[EXTRACT]:
###

There are pre-defined helpers for standard Kleene operators such as optional (?
), zero-or-more (*
), and one-or-more (+
).
EbnfConcatenation
An EbnfConcatenation is a sequence of other EbnfTerm objects that are matched at the same scope level when performing tree construction.
EbnfAlternation
An EbnfAlternation is a way for one of multiple supplied EbnfTerm options to match. In standard EBNF notation, alternations are typically represented with a vertical bar (|
).
Steps to Initialize a Grammar
Now that we've covered the basics, let's dig in and see how it works. We'll write some grammar creation code that builds the FunctionDeclaration
non-terminal example above.
A grammar is generally initialized in its constructor with four steps:
- Create terminals
- Create non-terminals
- Configure non-terminal productions
- Configure non-terminal can-match callbacks
Step 1: Create Terminals
The first step is where we simply declare Terminal variables, one for each token that will be supplied to us by a lexer and used in our non-terminal productions.
For the above example EBNF, we have four terminals, so let's declare them:
var @closeParenthesis = new Terminal(SimpleTokenId.CloseParenthesis, "CloseParenthesis")
{ ErrorAlias = "')'" };
var @function = new Terminal(SimpleTokenId.Function, "Function")
{ ErrorAlias = "'function'" };
var @identifier = new Terminal(SimpleTokenId.Identifier, "Identifier");
var @openParenthesis = new Terminal(SimpleTokenId.OpenParenthesis, "OpenParenthesis")
{ ErrorAlias = "'('" };
You'll notice that each variable has a @
in front of it in the C# snippet. In C#, the @
character is simply an escape character in case the identifier is a keyword. In our case, we're going to use it just so later in our non-terminal productions, we can easily tell which variables are terminals and which are non-terminals. Similar notation could be done in VB if desired using the square brace escape for identifiers as seen in the function
variable declaration.
The Terminal constructor takes a token ID and the string key that identifies the terminal. Note that the SimpleTokenId
class contains const token ID values and was generated for us by the Language Designer application. Token IDs are how the grammar parser matches terminals with tokens that are being read. The tokens come from the ITokenReader that was created by the ILLParser in use. See the Parser Infrastructure topic for more information on those types.
Some of the Terminal objects are also assigned an ErrorAlias. When parsing, if a terminal is expected, but the current token doesn't match, a parse error will be reported that will use the error alias if it is specified. If not specified, it will fall back to using the terminal's key.
Now that our four terminals are defined, let's create our non-terminals.
Step 2: Create Non-Terminals
We now declare NonTerminal variables, one for each non-terminal in our grammar.
For this introduction we will just declare one non-terminal variable even though a real grammar would have a lot more and we are even referencing other non-terminals for FunctionParameterList
and Block
in our production below.
var functionDeclaraion = new NonTerminal("FunctionDeclaration");
Step 3: Configure Non-Terminal Productions
Finally, we come to the meat of the grammar. All terminals and non-terminal variables have been declared and we're ready to get into some EBNF-like notation for our non-terminal production rules that consists of various EbnfTerm instances.

###

[RECORDED DATA]:
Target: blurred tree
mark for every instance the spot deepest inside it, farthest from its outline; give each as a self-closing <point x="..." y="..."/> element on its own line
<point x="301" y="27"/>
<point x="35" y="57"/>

###

[REQUIRED TASK]:
Reproduce the grammar text above word for word, everything from "There are pre-defined" down to "performing tree construction.".

[EXERCISE OUTPUT]:
There are pre-defined helpers for standard Kleene operators such as optional (?
), zero-or-more (*
), and one-or-more (+
).
EbnfConcatenation
An EbnfConcatenation is a sequence of other EbnfTerm objects that are matched at the same scope level when performing tree construction.